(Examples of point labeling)
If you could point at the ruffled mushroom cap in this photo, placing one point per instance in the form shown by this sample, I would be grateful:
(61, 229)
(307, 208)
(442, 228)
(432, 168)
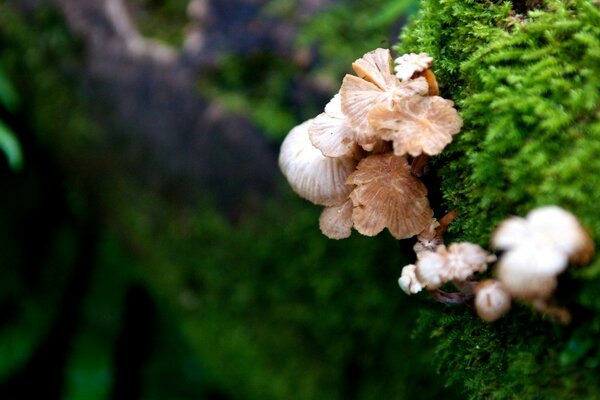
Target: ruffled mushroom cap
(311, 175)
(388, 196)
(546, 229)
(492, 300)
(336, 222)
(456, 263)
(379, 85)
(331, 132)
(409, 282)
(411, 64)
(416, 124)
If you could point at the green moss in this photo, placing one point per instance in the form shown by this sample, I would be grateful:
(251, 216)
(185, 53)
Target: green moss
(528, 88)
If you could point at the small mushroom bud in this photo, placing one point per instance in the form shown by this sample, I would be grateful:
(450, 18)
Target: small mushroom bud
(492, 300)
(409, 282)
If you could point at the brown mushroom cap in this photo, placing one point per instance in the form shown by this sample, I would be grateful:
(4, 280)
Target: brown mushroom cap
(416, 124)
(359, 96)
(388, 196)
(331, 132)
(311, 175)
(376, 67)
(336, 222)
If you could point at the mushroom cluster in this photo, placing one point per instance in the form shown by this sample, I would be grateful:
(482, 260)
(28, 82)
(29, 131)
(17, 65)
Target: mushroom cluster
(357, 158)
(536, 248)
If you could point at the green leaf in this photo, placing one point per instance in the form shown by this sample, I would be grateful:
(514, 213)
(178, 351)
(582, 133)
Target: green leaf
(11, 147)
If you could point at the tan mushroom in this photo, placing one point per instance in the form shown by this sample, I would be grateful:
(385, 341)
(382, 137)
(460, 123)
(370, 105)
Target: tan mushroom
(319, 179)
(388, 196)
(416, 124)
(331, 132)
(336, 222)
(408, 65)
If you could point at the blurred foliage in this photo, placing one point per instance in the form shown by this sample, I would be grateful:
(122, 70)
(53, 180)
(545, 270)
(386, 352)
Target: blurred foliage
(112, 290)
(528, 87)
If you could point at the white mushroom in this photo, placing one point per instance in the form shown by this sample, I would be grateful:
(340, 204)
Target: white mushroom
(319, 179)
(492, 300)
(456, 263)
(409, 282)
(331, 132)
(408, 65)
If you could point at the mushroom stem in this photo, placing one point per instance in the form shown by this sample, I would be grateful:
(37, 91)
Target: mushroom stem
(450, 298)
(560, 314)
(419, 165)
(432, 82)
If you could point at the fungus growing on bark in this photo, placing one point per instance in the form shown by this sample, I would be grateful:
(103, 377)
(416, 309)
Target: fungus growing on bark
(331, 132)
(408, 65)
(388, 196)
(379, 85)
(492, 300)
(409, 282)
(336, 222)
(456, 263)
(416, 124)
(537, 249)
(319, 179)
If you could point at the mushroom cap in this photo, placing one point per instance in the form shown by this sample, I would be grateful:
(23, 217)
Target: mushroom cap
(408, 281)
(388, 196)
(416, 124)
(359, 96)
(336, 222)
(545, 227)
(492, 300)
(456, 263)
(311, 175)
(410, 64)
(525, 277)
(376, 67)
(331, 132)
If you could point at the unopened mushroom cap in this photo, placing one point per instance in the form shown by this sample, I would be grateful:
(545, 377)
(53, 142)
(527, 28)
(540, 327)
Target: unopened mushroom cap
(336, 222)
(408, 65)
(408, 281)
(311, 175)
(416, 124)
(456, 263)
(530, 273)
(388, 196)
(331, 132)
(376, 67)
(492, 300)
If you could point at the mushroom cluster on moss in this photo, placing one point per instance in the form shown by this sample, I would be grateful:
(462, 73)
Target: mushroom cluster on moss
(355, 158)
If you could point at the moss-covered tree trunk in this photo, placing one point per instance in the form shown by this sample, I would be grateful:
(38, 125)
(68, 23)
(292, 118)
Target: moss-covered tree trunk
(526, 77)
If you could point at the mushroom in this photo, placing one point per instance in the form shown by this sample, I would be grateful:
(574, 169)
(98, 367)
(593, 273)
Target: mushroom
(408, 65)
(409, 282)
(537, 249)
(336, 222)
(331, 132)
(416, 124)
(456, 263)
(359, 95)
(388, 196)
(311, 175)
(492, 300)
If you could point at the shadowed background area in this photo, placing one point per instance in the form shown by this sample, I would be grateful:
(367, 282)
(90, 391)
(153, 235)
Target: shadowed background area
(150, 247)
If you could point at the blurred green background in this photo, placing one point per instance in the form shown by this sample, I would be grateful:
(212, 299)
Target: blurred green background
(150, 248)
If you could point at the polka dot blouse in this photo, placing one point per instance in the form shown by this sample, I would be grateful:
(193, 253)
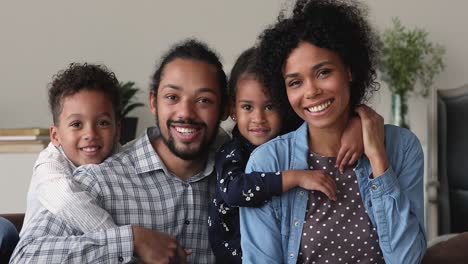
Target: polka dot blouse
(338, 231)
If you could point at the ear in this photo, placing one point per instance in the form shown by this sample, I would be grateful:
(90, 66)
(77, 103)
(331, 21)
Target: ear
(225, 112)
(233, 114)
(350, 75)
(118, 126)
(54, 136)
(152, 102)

The problem » Write out again the stretch from the line containing "If you could point at the polka" through the end of the material, requests included, scaling every answer coordinate by 2 and rounding to whole numbers with halves rounded up. Leave the requests and their sample points unchanged, and omit the pictures.

Solution to the problem »
If you could point at the polka dot blouse in this photo, placing one point per instance in the form shown by this sample, I would be grateful:
(193, 253)
Target: polka dot blouse
(676, 462)
If you could point at the ear in this photo, placing one point per instance in the form shown by this sample, I would be grateful:
(90, 66)
(77, 103)
(331, 21)
Target: ear
(450, 224)
(466, 228)
(700, 150)
(236, 252)
(108, 272)
(304, 204)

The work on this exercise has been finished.